Task statement - List every section heading written entirely in capital letters in the following problem statement on cow traffic.
--- start of Text block ---
USACO 2007 March Contest, Silver Problem 1. Cow Traffic

PROBLEM

The bovine population boom down on the farm has caused serious congestion on the cow trails leading to the barn. Farmer John has decided to conduct a study to find the bottlenecks in order to relieve the 'traffic jams' at milking time.

The pasture contains a network of M (1 ≤ M ≤ 50,000) one-way trails, each of which connects exactly two different intersections from the set of N (1 ≤ N ≤ 5,000) intersections conveniently numbered 1..N; the barn is at intersection number N. Each trail connects one intersection point to another intersection point with a higher number. As a result, there are no cycles and, as they say on the farm, all trails lead to the barn. A pair of intersection points might be connected by more than one trail.

During milking time rush hour, the cows start from their respective grazing locations and head to the barn. The grazing locations are exactly those intersection points with no trails connecting into them. Each cow traverses a 'path', which is defined as a sequence of trails from a grazing location to the barn.

Help FJ finding the busiest trail(s) by computing the largest number of possible paths that contain any one trail. The answer is guaranteed to fit in a signed 32-bit integer.

INPUT FORMAT:

Line 1: Two space-separated integers: N and M.

Lines 2..M+1: Two space-separated intersection points.

OUTPUT FORMAT:

Line 1: The maximum number of paths passing through any one trail.
--- end of Text block ---
--- start of Supplied information ---
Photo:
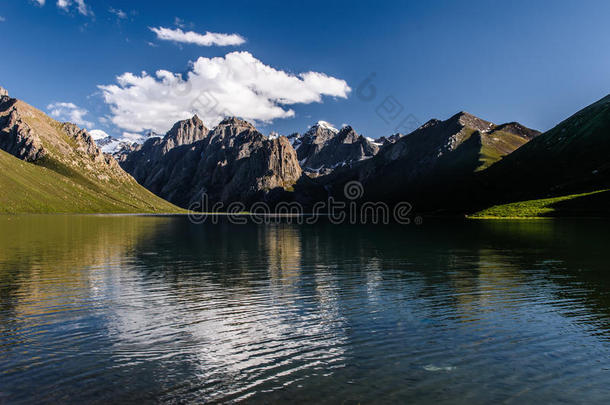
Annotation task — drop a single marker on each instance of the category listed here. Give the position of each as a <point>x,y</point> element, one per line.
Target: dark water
<point>126,309</point>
--- end of Supplied information ---
Solved problem -
PROBLEM
INPUT FORMAT
OUTPUT FORMAT